• What is needed: Work out how many lines below contain "negative", then write only that number.

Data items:

------------------------------------------------------------

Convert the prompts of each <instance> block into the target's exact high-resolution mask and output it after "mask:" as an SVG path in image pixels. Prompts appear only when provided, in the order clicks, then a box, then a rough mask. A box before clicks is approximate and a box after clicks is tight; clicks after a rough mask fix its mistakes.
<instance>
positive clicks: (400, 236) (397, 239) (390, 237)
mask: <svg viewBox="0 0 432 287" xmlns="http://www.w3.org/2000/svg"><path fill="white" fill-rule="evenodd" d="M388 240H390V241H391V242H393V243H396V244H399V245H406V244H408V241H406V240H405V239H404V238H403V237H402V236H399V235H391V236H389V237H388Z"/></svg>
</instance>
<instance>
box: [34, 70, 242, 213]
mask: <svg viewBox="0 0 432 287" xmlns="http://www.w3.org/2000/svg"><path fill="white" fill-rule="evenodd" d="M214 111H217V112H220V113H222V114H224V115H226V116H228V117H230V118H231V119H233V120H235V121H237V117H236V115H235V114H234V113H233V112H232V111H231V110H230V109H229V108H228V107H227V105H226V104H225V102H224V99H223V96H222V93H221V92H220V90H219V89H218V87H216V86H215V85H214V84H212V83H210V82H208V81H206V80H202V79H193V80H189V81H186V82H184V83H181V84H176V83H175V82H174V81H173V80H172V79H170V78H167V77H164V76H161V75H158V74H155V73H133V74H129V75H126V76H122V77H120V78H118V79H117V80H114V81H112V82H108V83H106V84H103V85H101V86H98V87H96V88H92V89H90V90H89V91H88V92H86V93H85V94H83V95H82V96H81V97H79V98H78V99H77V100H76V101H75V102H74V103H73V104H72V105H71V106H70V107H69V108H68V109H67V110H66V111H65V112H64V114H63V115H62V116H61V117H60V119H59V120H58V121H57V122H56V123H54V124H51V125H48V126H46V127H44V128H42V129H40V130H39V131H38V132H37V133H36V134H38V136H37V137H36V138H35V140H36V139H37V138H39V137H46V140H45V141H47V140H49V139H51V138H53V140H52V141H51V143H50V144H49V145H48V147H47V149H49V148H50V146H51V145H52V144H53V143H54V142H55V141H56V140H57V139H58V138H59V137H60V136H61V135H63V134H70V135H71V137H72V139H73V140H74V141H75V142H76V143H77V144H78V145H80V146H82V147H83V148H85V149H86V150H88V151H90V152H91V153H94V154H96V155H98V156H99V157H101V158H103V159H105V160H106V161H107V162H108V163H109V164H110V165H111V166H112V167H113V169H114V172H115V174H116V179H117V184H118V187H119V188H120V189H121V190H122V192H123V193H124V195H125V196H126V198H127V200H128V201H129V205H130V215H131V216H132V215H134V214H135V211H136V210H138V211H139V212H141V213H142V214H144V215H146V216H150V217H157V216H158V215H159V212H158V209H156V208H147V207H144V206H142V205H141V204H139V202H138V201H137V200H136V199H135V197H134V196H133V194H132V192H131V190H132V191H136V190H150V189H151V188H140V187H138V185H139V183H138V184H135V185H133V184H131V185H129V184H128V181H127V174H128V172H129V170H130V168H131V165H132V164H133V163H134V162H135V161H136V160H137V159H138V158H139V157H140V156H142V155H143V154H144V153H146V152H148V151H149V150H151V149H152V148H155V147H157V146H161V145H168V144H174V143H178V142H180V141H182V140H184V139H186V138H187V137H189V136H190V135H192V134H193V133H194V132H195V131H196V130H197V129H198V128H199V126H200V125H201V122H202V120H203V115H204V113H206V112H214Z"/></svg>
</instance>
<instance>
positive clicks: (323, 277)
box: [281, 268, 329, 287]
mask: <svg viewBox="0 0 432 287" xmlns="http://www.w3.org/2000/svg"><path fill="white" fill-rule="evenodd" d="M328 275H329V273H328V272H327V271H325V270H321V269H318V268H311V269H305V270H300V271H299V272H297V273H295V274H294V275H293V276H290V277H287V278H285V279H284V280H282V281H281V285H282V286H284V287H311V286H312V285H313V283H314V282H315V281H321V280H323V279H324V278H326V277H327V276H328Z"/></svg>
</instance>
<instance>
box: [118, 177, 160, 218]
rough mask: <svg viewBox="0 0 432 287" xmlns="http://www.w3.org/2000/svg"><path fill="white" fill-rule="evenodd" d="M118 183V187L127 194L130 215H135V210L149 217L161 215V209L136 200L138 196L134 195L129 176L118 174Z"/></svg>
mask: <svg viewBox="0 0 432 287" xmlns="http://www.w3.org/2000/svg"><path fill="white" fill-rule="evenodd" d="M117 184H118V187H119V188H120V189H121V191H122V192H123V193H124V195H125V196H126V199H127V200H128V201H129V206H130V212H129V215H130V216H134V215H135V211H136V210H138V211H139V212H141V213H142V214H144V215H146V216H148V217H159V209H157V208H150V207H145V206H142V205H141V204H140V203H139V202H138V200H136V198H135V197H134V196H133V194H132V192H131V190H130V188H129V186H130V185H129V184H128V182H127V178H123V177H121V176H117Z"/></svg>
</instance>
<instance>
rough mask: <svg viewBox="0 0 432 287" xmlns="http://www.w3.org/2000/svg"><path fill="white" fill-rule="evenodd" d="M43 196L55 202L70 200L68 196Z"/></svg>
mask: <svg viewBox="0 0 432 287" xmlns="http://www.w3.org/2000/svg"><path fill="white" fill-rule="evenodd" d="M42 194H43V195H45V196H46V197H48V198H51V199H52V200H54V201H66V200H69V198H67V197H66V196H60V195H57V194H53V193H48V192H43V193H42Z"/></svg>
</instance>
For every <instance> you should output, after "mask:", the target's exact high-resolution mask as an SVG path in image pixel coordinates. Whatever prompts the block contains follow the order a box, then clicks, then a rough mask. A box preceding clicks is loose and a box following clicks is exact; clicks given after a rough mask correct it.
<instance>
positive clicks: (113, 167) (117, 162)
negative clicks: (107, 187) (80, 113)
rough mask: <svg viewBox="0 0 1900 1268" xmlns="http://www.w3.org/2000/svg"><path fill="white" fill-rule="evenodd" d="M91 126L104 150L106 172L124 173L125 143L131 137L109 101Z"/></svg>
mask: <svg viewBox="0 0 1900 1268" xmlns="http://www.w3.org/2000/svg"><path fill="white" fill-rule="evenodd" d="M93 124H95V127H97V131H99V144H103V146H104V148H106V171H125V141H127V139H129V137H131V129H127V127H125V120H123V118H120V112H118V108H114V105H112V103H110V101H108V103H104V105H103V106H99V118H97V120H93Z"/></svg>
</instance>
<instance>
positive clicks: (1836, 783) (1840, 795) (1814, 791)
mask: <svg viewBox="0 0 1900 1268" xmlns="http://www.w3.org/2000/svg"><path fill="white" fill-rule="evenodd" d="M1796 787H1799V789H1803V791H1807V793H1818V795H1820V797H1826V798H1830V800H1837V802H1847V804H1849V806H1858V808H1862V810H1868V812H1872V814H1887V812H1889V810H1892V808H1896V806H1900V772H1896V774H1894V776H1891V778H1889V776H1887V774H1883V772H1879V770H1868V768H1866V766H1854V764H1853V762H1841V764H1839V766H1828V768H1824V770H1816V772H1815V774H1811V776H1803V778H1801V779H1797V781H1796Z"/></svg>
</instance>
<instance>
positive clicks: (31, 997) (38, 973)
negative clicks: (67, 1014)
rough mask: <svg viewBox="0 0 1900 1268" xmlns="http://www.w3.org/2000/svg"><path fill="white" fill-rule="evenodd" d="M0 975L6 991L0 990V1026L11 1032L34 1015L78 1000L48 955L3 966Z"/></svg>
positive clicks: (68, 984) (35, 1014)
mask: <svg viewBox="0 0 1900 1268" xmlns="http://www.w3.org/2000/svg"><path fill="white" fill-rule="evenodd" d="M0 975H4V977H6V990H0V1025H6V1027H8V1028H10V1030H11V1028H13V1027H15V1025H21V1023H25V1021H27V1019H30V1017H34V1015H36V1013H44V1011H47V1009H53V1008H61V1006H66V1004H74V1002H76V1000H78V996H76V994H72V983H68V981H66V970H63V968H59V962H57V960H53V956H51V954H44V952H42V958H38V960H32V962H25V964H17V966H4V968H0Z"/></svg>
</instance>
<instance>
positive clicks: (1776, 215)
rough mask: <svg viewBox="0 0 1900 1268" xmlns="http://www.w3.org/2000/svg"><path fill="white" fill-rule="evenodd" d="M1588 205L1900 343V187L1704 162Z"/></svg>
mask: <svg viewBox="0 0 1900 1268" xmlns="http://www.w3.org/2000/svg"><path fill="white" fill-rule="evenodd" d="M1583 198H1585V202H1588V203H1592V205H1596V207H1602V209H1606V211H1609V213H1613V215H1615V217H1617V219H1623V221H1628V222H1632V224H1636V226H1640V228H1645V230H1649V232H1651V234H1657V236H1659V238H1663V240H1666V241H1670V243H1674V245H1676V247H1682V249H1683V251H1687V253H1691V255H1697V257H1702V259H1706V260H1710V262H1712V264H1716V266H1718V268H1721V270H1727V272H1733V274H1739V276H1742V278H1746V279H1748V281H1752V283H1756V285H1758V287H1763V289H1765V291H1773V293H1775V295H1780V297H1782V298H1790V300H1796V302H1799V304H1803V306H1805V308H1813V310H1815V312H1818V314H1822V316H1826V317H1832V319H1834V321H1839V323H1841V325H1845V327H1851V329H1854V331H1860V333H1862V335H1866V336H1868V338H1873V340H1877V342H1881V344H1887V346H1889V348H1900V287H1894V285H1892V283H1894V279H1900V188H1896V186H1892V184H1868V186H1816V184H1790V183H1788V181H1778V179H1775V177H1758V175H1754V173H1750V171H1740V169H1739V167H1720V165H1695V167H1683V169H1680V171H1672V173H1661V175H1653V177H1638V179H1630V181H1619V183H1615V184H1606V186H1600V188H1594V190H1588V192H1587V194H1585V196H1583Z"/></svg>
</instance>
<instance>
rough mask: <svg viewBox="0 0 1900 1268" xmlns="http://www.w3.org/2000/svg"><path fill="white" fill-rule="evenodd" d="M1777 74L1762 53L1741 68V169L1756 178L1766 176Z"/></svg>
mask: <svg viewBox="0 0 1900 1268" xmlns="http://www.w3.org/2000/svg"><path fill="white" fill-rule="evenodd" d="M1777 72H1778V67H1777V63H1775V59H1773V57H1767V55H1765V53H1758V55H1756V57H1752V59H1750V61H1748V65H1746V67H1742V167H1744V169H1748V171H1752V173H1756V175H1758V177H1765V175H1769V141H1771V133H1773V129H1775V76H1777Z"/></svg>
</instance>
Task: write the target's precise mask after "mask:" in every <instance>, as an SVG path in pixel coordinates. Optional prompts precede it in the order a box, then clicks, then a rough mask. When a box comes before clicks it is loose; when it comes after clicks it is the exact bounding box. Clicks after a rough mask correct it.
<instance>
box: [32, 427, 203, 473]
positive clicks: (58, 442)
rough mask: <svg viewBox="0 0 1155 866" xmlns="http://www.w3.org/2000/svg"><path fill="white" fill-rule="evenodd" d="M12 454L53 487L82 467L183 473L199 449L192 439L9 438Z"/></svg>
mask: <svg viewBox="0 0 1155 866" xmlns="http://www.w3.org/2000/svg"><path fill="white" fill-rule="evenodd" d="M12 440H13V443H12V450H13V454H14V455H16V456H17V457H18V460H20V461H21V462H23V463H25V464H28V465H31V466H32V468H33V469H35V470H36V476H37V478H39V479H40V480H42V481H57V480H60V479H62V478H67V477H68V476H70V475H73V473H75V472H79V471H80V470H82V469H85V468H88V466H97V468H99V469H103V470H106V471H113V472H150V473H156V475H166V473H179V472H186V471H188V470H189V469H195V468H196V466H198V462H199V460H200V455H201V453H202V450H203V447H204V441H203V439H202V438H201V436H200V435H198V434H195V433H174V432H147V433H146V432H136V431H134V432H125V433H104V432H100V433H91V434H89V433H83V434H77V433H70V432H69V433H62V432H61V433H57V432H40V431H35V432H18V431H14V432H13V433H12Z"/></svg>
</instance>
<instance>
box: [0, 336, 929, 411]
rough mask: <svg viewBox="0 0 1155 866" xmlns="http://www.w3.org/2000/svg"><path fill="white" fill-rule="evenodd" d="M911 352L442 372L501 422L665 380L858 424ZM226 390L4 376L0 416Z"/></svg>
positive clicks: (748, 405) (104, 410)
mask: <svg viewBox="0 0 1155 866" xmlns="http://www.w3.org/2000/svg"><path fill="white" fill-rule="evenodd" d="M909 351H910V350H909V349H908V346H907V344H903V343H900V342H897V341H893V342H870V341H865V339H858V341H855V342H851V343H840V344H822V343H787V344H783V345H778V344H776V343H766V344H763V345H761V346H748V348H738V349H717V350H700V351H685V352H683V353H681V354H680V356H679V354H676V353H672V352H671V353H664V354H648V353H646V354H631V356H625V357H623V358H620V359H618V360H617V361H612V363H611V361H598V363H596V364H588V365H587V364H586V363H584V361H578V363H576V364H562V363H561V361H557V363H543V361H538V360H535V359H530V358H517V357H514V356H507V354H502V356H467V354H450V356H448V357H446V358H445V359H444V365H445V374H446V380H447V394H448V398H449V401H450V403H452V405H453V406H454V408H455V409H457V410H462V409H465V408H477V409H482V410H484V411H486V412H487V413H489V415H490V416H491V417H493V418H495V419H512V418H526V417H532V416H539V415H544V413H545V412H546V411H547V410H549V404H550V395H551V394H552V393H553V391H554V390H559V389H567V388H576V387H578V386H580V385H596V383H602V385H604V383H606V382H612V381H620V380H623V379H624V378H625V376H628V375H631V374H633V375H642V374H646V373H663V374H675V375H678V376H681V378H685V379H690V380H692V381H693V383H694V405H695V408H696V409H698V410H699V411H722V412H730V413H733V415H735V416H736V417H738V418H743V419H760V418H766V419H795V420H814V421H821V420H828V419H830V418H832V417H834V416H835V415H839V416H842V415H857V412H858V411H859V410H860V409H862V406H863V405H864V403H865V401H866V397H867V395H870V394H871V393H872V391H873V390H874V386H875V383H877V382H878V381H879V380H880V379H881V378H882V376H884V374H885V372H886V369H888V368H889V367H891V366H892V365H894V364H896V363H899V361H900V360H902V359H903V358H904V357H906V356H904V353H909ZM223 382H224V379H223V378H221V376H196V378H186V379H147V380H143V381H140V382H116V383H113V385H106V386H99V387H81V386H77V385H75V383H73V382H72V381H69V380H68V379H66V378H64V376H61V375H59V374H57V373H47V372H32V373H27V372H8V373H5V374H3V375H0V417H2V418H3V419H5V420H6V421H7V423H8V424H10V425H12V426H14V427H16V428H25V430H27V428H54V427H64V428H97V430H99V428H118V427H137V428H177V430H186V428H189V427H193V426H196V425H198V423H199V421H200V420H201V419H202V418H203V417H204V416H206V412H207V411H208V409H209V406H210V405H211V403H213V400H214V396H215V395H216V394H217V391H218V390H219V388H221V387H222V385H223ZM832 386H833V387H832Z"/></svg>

------------------------------------------------------------

• Answer below: 2